Simulated Attraction
By Shawn on Friday, March 21st, 2008 at 3:18 PM PST In Computer, Editorials, Electronic Arts, Game Companies, Game Consoles, Game Platforms, Games, Microsoft, Nintendo, Nintendo, Portable, Sony, Sony

The Sims franchise is one of the most popular and lucrative of the PC games. Over 98 million Sims games have been sold to date and versions of the games are available in 22 different languages.
The series began as an offshoot of Sid Meier’s SimCity. The player controls a simulation of people’s lives in a suburban household in a SimCity neighborhood. This “digital dollhouse” , as designer Will Wright calls it, caught on and spawned seven expansion packs which are still selling today.
The Sims 2 added 3D graphics and new gameplay features to challenge players. Sims now age through 6 stages of life before growing old and dieing. Players must manage not only physical needs but guide their Sims in achieving Life Goals and Aspirations by fulfilling new Wants and Fears. Subsequent expansions added an attraction factor into the equation and another stage of life between teen years and adulthood for college students. To date most of The Sims expansions have been adapted to some degree for The Sims 2 allowing Sims to open businesses, adopt pets, go on vacation and have lucrative hobbies. There have been seven expansions and eight Stuff packs with new clothing, household objects build objects.
Now EA has announced a new revolution in what has been dubbed as strategic life simulation video games, The Sims 3. The details have been covered before and you can check them out out elsewhere on Gaming Today. The recent announcement that The Sims 3 was on its way immediately caused me to groan and gripe. It isn’t bad enough 2/3rd of the women in my house are obsessed with this game, but there is more coming. That led me to analyze why people found the game interesting in the first place.
What I want to know is why so many people are so fascinated with a game where you spend so much time telling simulated people to eat and go to the bathroom?
The answer to The Sims popularity seemingly lies in the types of people it appeals to. People play for many different reasons and if you ask Sims enthusiasts what they like best about the game, you’ll get vastly different answers. There do seem to be a few groups of fans; Skinners, the Rule Breakers, the Collectors, Interior Designers and the Control Freaks.

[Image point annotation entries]

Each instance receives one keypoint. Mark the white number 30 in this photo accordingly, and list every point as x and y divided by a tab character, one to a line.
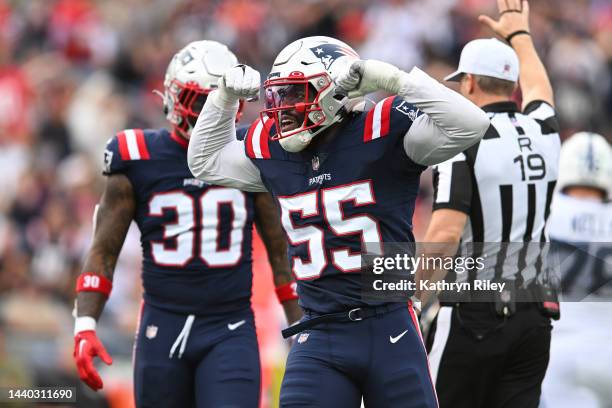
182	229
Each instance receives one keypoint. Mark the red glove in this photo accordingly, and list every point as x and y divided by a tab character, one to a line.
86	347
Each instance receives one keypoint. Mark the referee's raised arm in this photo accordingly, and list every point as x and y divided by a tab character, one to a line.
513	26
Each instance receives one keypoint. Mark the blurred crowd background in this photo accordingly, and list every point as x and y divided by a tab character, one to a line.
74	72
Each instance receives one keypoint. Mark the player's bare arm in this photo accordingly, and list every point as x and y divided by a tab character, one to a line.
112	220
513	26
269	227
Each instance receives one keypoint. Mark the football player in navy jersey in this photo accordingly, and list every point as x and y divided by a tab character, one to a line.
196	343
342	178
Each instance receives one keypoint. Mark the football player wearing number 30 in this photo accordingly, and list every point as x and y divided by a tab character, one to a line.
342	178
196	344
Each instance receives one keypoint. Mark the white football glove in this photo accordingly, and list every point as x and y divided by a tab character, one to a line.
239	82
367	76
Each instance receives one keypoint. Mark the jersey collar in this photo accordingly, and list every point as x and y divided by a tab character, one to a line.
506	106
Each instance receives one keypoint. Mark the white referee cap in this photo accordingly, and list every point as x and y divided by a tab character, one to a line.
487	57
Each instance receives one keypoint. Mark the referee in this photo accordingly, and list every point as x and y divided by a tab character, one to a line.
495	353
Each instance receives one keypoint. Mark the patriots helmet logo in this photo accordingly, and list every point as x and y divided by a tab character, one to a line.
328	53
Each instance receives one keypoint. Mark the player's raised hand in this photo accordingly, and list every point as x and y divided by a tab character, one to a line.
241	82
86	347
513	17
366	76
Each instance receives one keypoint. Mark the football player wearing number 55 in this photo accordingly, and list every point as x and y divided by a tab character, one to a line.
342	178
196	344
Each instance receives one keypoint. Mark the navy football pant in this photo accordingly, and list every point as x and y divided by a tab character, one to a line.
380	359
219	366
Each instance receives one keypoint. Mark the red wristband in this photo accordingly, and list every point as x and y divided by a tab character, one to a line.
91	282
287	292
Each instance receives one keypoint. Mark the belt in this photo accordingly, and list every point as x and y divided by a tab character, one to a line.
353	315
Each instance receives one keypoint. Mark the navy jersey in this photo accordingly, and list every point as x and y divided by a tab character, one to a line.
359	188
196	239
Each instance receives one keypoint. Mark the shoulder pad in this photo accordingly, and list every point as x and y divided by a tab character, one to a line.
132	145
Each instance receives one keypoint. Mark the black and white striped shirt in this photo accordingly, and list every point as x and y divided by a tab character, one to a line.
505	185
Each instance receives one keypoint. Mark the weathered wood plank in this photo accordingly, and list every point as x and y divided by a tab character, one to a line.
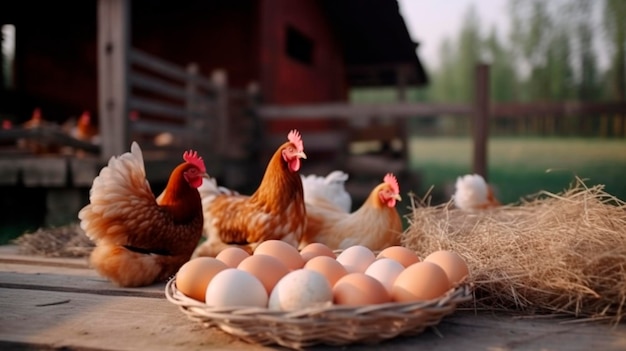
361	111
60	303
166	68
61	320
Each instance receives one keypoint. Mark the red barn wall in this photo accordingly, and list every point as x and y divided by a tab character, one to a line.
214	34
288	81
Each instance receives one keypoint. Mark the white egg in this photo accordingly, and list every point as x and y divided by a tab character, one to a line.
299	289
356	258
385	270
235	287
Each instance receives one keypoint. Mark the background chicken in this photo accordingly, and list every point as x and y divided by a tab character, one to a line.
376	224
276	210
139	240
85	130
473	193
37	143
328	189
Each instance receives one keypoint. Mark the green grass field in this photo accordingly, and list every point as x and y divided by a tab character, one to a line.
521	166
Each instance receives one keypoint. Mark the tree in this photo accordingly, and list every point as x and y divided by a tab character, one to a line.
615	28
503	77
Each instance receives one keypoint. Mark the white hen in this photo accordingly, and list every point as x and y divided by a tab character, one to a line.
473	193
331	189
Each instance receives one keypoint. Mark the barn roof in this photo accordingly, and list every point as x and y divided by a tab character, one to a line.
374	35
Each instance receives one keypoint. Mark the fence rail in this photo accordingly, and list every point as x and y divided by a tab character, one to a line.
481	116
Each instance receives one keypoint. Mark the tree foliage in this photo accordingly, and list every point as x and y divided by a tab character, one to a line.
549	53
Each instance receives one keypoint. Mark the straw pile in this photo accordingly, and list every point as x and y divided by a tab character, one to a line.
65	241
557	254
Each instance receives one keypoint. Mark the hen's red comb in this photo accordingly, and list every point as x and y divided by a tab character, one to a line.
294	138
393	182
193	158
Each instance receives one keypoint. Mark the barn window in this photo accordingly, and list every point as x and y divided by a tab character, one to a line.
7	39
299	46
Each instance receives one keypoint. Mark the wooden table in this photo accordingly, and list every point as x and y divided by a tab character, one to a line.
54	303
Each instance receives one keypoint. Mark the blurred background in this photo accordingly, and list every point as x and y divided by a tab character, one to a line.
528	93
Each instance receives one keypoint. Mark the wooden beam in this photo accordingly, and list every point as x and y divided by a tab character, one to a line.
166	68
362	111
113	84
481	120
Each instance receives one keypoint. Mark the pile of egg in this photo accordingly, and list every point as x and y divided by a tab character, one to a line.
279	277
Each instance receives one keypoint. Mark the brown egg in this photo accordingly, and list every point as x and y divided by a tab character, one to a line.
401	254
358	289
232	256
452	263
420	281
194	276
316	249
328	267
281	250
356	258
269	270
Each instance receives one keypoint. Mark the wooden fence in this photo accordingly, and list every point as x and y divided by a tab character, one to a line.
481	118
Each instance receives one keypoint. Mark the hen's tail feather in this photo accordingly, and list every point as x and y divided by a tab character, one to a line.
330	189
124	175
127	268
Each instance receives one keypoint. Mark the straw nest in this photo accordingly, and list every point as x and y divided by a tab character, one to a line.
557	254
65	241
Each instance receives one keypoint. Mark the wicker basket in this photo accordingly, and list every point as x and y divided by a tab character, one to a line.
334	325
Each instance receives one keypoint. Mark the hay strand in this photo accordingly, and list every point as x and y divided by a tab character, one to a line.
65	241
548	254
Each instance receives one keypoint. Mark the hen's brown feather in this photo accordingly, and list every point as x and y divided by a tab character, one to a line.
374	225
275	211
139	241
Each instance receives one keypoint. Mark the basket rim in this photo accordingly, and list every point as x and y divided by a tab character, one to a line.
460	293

---

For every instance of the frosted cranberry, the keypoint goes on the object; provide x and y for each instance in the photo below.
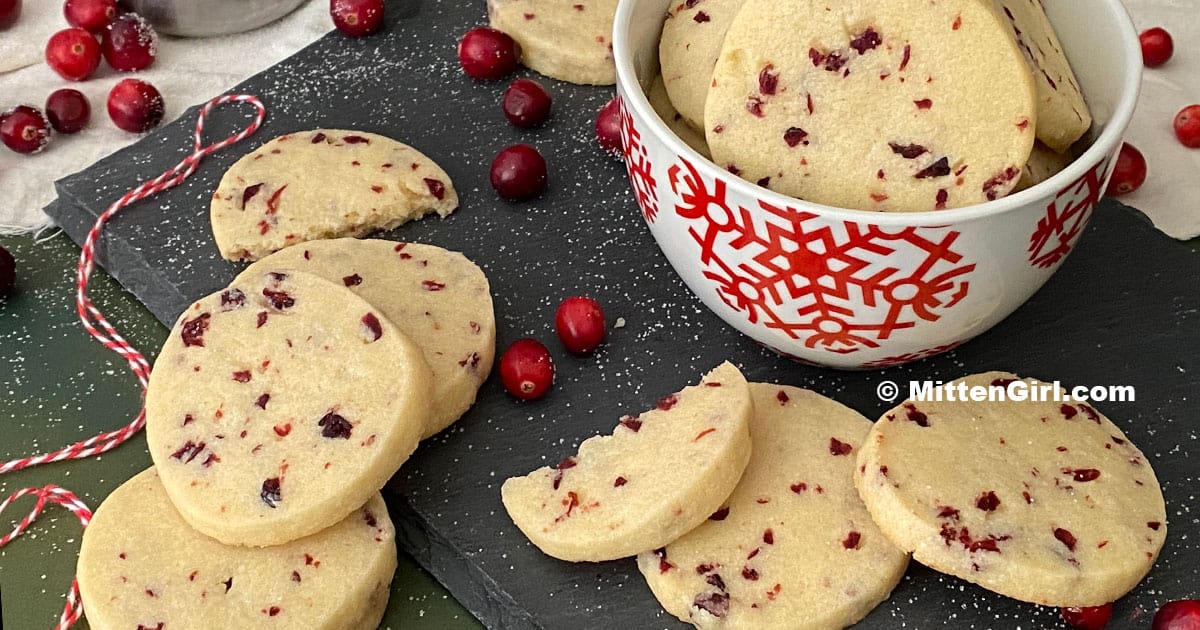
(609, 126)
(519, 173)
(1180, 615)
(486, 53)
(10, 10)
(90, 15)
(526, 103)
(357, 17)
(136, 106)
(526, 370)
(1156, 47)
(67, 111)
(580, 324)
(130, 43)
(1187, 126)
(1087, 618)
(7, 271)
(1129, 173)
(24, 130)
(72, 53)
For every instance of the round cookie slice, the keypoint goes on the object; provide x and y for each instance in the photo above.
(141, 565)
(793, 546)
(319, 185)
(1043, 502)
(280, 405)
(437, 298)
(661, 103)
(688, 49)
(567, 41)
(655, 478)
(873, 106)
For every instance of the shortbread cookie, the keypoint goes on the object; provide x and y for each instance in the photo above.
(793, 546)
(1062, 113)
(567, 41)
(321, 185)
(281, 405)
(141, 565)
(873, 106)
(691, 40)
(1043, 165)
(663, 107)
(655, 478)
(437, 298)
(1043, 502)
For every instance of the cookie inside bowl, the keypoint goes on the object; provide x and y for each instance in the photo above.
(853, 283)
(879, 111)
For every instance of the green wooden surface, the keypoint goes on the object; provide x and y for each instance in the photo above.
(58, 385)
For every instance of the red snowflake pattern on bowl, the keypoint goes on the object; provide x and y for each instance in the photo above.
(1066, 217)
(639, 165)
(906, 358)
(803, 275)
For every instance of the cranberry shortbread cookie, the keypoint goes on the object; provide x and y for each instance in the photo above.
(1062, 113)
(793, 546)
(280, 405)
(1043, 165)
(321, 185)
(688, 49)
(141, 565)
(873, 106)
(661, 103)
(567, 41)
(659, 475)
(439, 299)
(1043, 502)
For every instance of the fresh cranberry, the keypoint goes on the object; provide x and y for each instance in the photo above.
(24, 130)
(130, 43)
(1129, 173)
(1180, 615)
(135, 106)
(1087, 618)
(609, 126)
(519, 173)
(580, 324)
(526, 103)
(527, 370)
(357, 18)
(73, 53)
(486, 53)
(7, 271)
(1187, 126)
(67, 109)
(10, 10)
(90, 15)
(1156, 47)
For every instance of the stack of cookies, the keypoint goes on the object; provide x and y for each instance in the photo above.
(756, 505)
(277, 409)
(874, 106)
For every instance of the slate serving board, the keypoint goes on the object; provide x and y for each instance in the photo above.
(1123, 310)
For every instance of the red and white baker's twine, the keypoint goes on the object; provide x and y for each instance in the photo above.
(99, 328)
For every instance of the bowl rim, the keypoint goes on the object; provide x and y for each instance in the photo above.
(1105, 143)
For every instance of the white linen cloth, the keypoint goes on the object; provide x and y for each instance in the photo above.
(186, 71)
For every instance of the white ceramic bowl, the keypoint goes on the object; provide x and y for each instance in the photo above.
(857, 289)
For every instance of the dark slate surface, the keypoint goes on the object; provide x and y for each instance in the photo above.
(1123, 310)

### Brief
Condense the paragraph in the article about The Sims that begins "The Sims 2 added 3D graphics" into a short bulleted list that keeps its main facts. Rely only on the article about The Sims, not on the records.

### Task response
- The Sims 2 introduced 3D graphics and new gameplay features.
- Sims pass through six life stages, then grow old and die.
- Players manage physical needs and guide Sims toward Life Goals and Aspirations by fulfilling Wants and Fears.
- Later expansions added attraction and a college stage between the teen years and adulthood.
- Most earlier expansions were adapted, letting Sims open businesses, adopt pets, go on vacation and pursue lucrative hobbies.
- There have been seven expansions and eight Stuff packs.